This is not to say that atheists have a more complex neural system than believers - and it doesn't explain why they tend to be better-looking and make superior lovers - but it does suggest that they use their grey matter more.        

The theory put forward by Edward Dutton and Dimitri Van der Linden - the so-called Intelligence-Mismatch Association Model - attempts to explain why numerous studies over recent decades have consistently found a significant negative relation between intelligence and religiosity. It would make sense, say the authors, if faith is considered an evolved domain and intelligence the ability to transcend primitive instincts and to think in a rational manner that allows us to problem solve and freely develop our curiosity without falling to our knees and calling upon deities.  

However, although advantageous in many ways, evolution in no way ensures the survival of intelligence. Indeed, whereas smart individuals have successfully curtailed their fertility, peoples who still instinctively believe in a god have maintained high rates of reproduction. Thus, whilst atheists have plenty of ideas, true believers have lots of children.   

Partly, this is because the latter reject contraception on theo-superstitious grounds. But it's also because a people who still believe in a god ultimately still believe in themselves and in their right both to sacrifice and to breed. One might say they venerate their deities and express their will to power by exercising their loins, rather than their minds (and are often encouraged to do so as a religious duty).

This being the case, as a godless and childless Nietzschean one also has legitimate concerns for the future ...


See: Dutton, E. and Van der Linden, D.; 'Why is Intelligence Negatively Associated with Religiousness?', in Evolutionary Psychological Science (2017).

*Tasks to carry out*:
[A] Answer these questions from the passage on intelligence and religiosity:
(i) What is the theory put forward by Edward Dutton and Dimitri Van der Linden called?
(ii) Which peoples have maintained high rates of reproduction?
(iii) In which publication and year did the cited article appear?
[B] From the passage on intelligence and religiosity, quote word for word the stretch starting with "This is not" and going on through "calling upon deities.".
The rows that come next are separate material, unrelated to the passage on intelligence and religiosity.

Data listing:

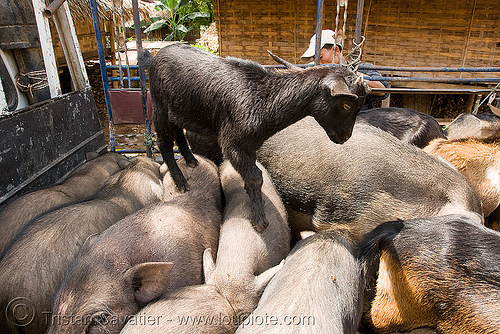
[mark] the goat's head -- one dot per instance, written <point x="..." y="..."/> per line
<point x="343" y="95"/>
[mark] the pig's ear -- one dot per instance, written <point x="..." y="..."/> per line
<point x="124" y="163"/>
<point x="263" y="279"/>
<point x="90" y="155"/>
<point x="208" y="265"/>
<point x="306" y="234"/>
<point x="149" y="280"/>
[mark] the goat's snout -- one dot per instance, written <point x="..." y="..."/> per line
<point x="339" y="138"/>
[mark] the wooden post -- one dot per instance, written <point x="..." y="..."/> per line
<point x="49" y="57"/>
<point x="71" y="47"/>
<point x="3" y="100"/>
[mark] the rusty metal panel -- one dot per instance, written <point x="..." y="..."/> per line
<point x="42" y="143"/>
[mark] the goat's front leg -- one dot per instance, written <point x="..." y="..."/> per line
<point x="166" y="145"/>
<point x="181" y="141"/>
<point x="244" y="163"/>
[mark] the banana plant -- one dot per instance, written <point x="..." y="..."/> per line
<point x="178" y="25"/>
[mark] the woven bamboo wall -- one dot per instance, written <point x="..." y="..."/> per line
<point x="398" y="32"/>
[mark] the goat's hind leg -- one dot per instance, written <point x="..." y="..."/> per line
<point x="183" y="146"/>
<point x="166" y="145"/>
<point x="244" y="163"/>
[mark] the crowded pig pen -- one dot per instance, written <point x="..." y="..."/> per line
<point x="271" y="202"/>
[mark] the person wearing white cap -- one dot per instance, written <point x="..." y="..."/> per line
<point x="330" y="53"/>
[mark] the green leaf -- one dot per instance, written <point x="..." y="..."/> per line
<point x="156" y="25"/>
<point x="171" y="4"/>
<point x="194" y="15"/>
<point x="183" y="28"/>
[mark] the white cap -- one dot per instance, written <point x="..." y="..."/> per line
<point x="327" y="37"/>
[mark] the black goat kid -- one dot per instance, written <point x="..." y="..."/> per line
<point x="241" y="104"/>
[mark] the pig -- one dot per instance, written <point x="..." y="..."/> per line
<point x="143" y="256"/>
<point x="371" y="178"/>
<point x="439" y="272"/>
<point x="479" y="161"/>
<point x="33" y="266"/>
<point x="191" y="309"/>
<point x="480" y="126"/>
<point x="80" y="185"/>
<point x="319" y="289"/>
<point x="243" y="253"/>
<point x="198" y="309"/>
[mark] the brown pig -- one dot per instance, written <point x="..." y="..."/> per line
<point x="439" y="272"/>
<point x="80" y="185"/>
<point x="319" y="289"/>
<point x="141" y="257"/>
<point x="33" y="266"/>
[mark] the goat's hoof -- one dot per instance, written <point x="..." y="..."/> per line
<point x="260" y="225"/>
<point x="183" y="187"/>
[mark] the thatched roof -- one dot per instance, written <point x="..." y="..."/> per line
<point x="80" y="9"/>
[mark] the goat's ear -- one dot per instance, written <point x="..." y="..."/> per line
<point x="208" y="265"/>
<point x="338" y="87"/>
<point x="360" y="81"/>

*Answers to the exercises*:
[A]
(i) The Intelligence-Mismatch Association Model.
(ii) Peoples who still instinctively believe in a god.
(iii) Evolutionary Psychological Science, 2017.

[B]
This is not to say that atheists have a more complex neural system than believers - and it doesn't explain why they tend to be better-looking and make superior lovers - but it does suggest that they use their grey matter more.        

The theory put forward by Edward Dutton and Dimitri Van der Linden - the so-called Intelligence-Mismatch Association Model - attempts to explain why numerous studies over recent decades have consistently found a significant negative relation between intelligence and religiosity. It would make sense, say the authors, if faith is considered an evolved domain and intelligence the ability to transcend primitive instincts and to think in a rational manner that allows us to problem solve and freely develop our curiosity without falling to our knees and calling upon deities.